[Labeled region records]
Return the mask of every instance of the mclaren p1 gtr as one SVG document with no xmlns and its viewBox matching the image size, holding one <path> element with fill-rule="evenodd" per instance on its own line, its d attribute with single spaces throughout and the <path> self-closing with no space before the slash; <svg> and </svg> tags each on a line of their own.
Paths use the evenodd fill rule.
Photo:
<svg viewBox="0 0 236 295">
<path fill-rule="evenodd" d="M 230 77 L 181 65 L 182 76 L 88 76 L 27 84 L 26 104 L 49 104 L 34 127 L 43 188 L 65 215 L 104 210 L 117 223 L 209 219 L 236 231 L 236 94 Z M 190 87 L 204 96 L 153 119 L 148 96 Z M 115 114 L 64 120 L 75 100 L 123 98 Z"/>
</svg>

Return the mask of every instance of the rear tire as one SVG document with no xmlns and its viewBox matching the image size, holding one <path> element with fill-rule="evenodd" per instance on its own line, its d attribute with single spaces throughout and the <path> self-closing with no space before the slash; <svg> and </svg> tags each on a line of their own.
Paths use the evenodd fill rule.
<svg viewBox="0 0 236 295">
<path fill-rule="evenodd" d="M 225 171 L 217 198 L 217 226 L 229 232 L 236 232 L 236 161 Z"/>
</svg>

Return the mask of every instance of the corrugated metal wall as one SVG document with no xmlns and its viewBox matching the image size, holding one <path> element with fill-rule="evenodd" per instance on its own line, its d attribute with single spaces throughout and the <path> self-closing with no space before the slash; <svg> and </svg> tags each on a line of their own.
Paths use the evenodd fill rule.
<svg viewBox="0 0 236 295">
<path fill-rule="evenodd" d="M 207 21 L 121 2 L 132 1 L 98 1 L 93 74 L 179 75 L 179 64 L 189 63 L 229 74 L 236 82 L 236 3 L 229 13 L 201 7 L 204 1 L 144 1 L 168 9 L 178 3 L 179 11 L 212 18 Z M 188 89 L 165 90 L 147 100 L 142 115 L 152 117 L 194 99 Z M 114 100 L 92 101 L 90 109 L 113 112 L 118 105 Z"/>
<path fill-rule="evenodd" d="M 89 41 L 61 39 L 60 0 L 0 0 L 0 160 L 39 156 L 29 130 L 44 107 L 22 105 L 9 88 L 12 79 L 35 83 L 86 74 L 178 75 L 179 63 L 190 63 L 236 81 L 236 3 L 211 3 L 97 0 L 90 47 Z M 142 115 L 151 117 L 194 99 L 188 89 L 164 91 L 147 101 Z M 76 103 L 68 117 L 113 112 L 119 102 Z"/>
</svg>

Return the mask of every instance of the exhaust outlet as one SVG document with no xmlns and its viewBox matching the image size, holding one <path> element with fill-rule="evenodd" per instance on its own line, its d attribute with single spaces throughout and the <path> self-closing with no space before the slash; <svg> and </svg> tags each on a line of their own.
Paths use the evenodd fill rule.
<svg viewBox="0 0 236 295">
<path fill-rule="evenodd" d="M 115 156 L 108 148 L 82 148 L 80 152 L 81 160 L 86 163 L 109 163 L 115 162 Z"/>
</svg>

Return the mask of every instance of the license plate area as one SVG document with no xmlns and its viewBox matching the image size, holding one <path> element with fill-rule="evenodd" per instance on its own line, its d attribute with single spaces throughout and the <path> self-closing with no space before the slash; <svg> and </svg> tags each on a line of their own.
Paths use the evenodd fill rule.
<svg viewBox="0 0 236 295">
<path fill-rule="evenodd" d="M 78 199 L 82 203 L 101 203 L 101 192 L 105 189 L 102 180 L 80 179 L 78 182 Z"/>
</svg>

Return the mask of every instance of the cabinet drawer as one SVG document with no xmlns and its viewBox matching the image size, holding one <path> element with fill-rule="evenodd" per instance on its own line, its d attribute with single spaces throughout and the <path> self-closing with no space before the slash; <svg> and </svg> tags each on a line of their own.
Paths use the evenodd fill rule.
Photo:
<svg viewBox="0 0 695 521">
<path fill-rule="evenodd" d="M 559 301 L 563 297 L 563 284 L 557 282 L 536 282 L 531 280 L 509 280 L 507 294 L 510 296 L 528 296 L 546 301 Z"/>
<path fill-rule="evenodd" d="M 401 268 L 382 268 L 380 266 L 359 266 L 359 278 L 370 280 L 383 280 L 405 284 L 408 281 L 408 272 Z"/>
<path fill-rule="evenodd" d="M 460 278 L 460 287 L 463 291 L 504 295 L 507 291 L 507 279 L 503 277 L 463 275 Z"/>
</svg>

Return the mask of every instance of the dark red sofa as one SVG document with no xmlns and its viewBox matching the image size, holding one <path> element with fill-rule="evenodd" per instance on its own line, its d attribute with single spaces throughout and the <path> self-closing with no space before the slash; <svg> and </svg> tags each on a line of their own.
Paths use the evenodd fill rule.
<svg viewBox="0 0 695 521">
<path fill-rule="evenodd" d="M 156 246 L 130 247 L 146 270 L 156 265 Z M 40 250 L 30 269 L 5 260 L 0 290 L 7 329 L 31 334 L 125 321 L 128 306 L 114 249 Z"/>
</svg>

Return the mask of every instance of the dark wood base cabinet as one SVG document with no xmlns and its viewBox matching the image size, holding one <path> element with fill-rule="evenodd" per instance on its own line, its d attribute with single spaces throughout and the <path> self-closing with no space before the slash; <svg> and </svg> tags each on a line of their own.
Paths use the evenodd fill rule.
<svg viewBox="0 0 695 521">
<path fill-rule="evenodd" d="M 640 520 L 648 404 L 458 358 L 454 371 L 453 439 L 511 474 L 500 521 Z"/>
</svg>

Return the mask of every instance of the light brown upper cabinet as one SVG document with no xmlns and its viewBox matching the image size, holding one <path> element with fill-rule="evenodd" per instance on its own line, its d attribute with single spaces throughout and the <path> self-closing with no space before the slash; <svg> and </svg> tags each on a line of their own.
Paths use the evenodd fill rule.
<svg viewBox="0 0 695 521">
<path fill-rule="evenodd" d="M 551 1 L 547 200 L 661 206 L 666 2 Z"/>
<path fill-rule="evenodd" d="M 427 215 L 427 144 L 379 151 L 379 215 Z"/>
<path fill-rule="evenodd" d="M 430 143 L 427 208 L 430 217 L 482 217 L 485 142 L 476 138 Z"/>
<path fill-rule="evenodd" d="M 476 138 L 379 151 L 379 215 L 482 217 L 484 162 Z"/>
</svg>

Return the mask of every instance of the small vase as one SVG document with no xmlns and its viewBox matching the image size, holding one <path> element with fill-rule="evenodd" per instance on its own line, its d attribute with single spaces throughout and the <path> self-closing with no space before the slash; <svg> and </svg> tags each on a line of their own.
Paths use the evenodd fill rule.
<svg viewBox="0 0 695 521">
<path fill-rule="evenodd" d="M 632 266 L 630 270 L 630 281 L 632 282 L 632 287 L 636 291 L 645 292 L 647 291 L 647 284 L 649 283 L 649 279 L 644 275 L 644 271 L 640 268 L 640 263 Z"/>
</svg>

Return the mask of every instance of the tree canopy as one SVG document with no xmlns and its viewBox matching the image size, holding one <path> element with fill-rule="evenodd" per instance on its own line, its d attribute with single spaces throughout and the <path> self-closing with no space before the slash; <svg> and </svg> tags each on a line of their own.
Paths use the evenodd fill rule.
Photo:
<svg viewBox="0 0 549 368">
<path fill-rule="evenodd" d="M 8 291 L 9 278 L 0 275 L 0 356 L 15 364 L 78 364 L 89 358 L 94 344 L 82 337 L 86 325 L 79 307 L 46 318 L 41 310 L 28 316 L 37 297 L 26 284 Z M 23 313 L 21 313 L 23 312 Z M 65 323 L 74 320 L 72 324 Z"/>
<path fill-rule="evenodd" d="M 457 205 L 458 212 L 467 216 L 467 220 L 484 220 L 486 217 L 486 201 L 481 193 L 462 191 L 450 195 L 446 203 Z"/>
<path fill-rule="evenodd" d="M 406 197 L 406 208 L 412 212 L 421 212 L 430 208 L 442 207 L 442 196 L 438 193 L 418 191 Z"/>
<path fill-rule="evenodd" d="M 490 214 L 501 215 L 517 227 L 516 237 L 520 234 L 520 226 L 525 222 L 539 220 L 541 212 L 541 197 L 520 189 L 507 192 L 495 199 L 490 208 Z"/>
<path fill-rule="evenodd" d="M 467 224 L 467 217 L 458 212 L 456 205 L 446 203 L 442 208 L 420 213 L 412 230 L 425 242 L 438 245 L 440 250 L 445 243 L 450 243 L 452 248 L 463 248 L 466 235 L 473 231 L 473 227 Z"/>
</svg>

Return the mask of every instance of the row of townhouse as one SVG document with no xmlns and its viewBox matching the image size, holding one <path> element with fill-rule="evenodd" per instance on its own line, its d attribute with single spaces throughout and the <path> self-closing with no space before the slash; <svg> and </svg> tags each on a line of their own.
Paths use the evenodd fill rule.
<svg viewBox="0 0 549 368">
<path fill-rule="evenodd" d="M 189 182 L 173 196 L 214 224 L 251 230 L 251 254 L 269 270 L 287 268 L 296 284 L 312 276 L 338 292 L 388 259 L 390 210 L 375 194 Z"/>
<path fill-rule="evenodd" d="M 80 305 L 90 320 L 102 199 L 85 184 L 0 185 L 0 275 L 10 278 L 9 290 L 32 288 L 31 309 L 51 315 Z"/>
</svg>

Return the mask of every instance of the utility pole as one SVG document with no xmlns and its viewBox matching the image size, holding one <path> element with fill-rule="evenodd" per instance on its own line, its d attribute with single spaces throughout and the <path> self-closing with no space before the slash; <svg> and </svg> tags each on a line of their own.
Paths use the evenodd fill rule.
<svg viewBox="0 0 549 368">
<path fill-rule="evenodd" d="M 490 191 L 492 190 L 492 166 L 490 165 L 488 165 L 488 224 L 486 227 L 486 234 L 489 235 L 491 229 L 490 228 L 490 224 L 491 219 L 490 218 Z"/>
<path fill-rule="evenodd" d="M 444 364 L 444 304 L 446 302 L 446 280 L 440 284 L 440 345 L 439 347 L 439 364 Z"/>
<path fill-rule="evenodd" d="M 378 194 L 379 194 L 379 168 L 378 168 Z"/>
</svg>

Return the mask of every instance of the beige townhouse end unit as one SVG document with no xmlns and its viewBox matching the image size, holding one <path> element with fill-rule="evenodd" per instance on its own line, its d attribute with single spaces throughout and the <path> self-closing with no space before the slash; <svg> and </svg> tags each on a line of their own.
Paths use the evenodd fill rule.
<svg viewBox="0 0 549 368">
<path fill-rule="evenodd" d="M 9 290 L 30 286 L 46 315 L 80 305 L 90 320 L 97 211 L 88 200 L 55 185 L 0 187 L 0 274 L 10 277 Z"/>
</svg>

WHAT NEEDS TO BE DONE: Rewrite the part of the material that runs from the line containing "Return the mask of every instance of the utility" through the end of the material, putting "cream" in place of "beige" and keeping everything else the same.

COMPLETED TASK:
Return the mask of every instance of the utility pole as one SVG document with no xmlns and its viewBox matching the image size, holding one <path> element with fill-rule="evenodd" per instance on its own line, its d attribute with single spaces throughout and the <path> self-closing with no space before the slash; <svg> and </svg> tags each on a line of their own.
Paths use the evenodd fill rule.
<svg viewBox="0 0 549 368">
<path fill-rule="evenodd" d="M 490 191 L 492 190 L 492 166 L 490 165 L 488 165 L 488 224 L 486 227 L 486 234 L 489 235 L 491 229 L 490 228 L 490 224 L 491 219 L 490 218 Z"/>
<path fill-rule="evenodd" d="M 444 364 L 444 304 L 446 302 L 446 280 L 440 284 L 440 345 L 439 347 L 439 364 Z"/>
<path fill-rule="evenodd" d="M 378 194 L 379 194 L 379 168 L 378 168 Z"/>
</svg>

Return the mask of every instance of the cream townhouse end unit as one SVG document with no xmlns and its viewBox matching the image size, holding one <path> element with fill-rule="evenodd" per instance on its own line, its d attribute with single spaces throughout and the <path> self-closing with no space before the slash; <svg> and </svg> tags each on a line of their own.
Paths use the evenodd fill rule.
<svg viewBox="0 0 549 368">
<path fill-rule="evenodd" d="M 9 290 L 30 286 L 46 315 L 80 305 L 90 320 L 97 211 L 88 200 L 55 185 L 0 187 L 0 274 L 10 277 Z"/>
</svg>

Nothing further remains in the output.